--- start Text passage ---
The goal of mediation analysis is to disentangle these three effects.

This post is my attempt to manually code a Bayesian mediation analysis. There are packages that do it for you but I could not find one to fit my use case: mediation analysis using a Bayesian logistic regression model and a Bayesian linear regression. So, let’s see if I can do it on my own!

There are a couple different ways to do mediation analysis. This post implements the algorithm explained in the following two papers from Imai et al.

  1. Unpacking the Black Box of Causality: Learning about Causal Mechanisms from Experimental and Observational Studies
  2. A General Approach to Causal Mediation Analysis

The appeal of this method is its flexibility. Other methods require models of the same type; for example two Guassian linear models. The method of Imai et al., however, can take any two models as long as they produce predictions. For example, a Guassian linear model and random forest could be used if that’s what your heart desires. This flexibility becomes required if the mediation analysis requires a continuous predictor in one model and a categorical predictor in another. In such a case, you can use a Guassian linear regression and logistic regression. Other methods don’t mix and match so easily.

This post’s wrinkle is that we’re running Bayesian models through the algorithm.

Note: As we’ll see at the end, my results appear a bit off, so I’d advise against blindly following my technique. But, thinking through the issues allowed me to better understand mediation analysis. I hope this post also helps readers deepen their understanding of mediation analysis as well.

Let’s get set up with packages and a series of functions that we will repeatedly use.

library(rstanarm)
library(mediation)
library(tidybayes)
library(glue)
library(knitr)
library(ggeffects)
library(knitr)
library(tidyverse)

# stan options
# detect and use max number of cores
options(mc.cores = parallel::detectCores())
--- end Text passage ---
--- start Information shown ---
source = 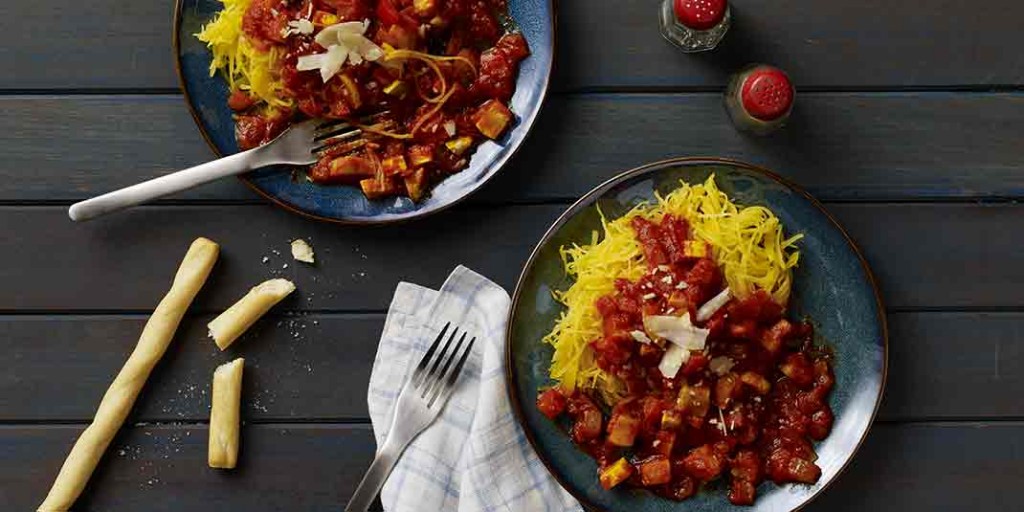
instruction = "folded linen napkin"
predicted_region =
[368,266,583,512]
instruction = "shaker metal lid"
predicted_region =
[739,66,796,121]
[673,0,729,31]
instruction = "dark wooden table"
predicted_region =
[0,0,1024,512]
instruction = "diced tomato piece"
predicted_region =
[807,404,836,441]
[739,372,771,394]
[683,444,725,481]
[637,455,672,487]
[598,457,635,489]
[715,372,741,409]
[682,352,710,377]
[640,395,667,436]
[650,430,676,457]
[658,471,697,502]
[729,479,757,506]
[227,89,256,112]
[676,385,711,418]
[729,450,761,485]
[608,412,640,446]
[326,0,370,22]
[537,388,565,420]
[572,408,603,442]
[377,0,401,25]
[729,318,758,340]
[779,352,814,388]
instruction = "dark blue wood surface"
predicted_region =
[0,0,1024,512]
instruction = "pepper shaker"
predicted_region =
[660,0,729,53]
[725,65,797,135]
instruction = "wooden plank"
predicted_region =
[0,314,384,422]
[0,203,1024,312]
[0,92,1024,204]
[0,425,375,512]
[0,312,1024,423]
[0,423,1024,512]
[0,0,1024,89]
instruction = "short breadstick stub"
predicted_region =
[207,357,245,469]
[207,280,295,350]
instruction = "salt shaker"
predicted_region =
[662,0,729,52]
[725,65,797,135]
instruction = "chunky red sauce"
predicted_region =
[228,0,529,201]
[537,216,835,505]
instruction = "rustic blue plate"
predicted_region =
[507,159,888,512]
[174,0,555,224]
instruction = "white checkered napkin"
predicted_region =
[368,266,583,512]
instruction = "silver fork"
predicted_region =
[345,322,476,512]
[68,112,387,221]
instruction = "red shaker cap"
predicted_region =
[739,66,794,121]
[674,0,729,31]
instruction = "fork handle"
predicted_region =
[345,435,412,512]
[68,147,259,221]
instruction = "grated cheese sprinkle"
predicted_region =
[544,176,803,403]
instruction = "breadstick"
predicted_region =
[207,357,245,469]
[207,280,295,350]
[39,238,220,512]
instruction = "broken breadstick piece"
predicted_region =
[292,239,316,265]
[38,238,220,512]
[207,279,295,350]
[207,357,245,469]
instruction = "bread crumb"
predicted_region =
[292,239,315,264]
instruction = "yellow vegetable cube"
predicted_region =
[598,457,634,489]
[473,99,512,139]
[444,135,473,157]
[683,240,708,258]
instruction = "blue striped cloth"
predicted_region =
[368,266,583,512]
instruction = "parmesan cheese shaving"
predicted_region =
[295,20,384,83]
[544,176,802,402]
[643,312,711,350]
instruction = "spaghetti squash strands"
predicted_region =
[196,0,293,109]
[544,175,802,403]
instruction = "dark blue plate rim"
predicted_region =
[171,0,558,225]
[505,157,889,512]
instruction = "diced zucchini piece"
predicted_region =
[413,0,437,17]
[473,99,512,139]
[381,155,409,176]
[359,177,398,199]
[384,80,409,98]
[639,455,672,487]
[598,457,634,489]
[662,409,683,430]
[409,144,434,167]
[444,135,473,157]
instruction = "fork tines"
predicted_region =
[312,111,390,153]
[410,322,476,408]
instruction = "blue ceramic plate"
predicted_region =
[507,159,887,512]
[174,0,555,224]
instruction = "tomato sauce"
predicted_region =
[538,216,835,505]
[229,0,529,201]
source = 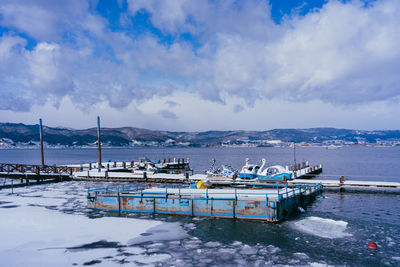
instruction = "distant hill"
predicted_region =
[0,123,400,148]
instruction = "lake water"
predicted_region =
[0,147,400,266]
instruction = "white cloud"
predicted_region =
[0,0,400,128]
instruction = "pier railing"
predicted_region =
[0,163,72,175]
--- end Information shown ---
_Exercise details_: Write the next part of the post on Bayesian mediation analysis, picking up right after its last line. None of the stored material is needed here.

_Exercise answer_:
# create ggplot theme for this post
post_theme <- theme_minimal() +
  theme(legend.position = 'bottom',
        plot.title = element_text(size = 10),
        axis.title = element_text(size = 10))

theme_set(post_theme)

# set folder to import pictures
dag_folder <- "content/post/2020-11-25-bayesian-mediation-analysis/dag"
relabel_plot_color <- scale_fill_brewer(palette = "Set2", type = "Qual", labels = c(`0`= "Working", `1` = "Not working"))

posterior_diff <- function(mod, new_df, effect_type) {
  
  # create one column dataframe that is the difference in linear predictions for working and non-working students
  # parameters:
  #   mod: model
  #   new_df: dataframe to create predictions from
  #   effect_type: type of effect (indirect, direct, total)

  mod_post <- posterior_linpred(mod, newdata = new_df, transform = T,
                              seed = 1837, n = 500) %>%
    as.data.frame()
  
  col_split <- ncol(mod_post)/2
  
  mod_diff <- unlist(mod_post[1:col_split] - mod_post[(col_split+1):ncol(mod_post)])
  
  diff <- data.frame(diff = mod_diff,
                     type_effect = effect_type)
  
  return(diff)
}

posterior_diff_plot <- function(post_diff, x_limits, plot_title)  {
  
  # plot posterior distribution of difference in working and no-working predictions
  # parameters:
  #   post_diff: dataframe created from posterior_diff with predicted posterior 
  #     difference between workers and non-workers
  #   x_limits: plot x limits
  #   plot_title: title of plot
  
  ggplot(post_diff, aes(x =diff*100)) +
    stat_halfeye(alpha = .7) +
    scale_x_continuous(limits = x_limits) +
    labs(title = plot_title,
         x = 'Perc. point difference in probability of passing class\nNot working - working',
         y = 'Density',
         fill = NULL)
}

two_group_plot <- function(df, plot_title) {
  
  # plot posterior distribution of both workers and non-workers
  # parameters:
  #   df: dataframe for plotting; will be linear predictions for workers and non-workers
  #   plot_title: title of plot
  
  ggplot(df, aes(x = .value, fill = as.factor(work))) +
    stat_halfeye(alpha = .8) +
    scale_x_continuous(labels = scales::percent_format(accuracy = 1)) +
    relabel_plot_color +
    labs(title = plot_title,
         x = 'Probability of passing class',
         y = 'Density',
         fill = NULL)
}

Untangling the Gordian Effects Knot

We’ll simulate a data set to show the three types of effects outlined in the introduction. The fake data set includes three columns: (1) a 0 or 1 identifying whether the student worked with a 1 representing non-working students, (2) a continuous number showing how many hours the student studied in the given week, and (3) a 0 or 1 signifying whether the student passed the class with a 1 showing that the student passed.

# create simulated dataset --------

# number of rows in dataset
n <- 500

# 1 if student does not work, 0 if student works
work_order <- c(1, 0)
working <- rep(work_order, times = n/2)

# save for future use
work_string <- c('Working', 'Not working')

# create vector for hours studied that depends on whether the student worked
set.seed(2938)
study_hours <- rnorm(n, 
                     mean = 25 + (working*5),
                     sd = 10)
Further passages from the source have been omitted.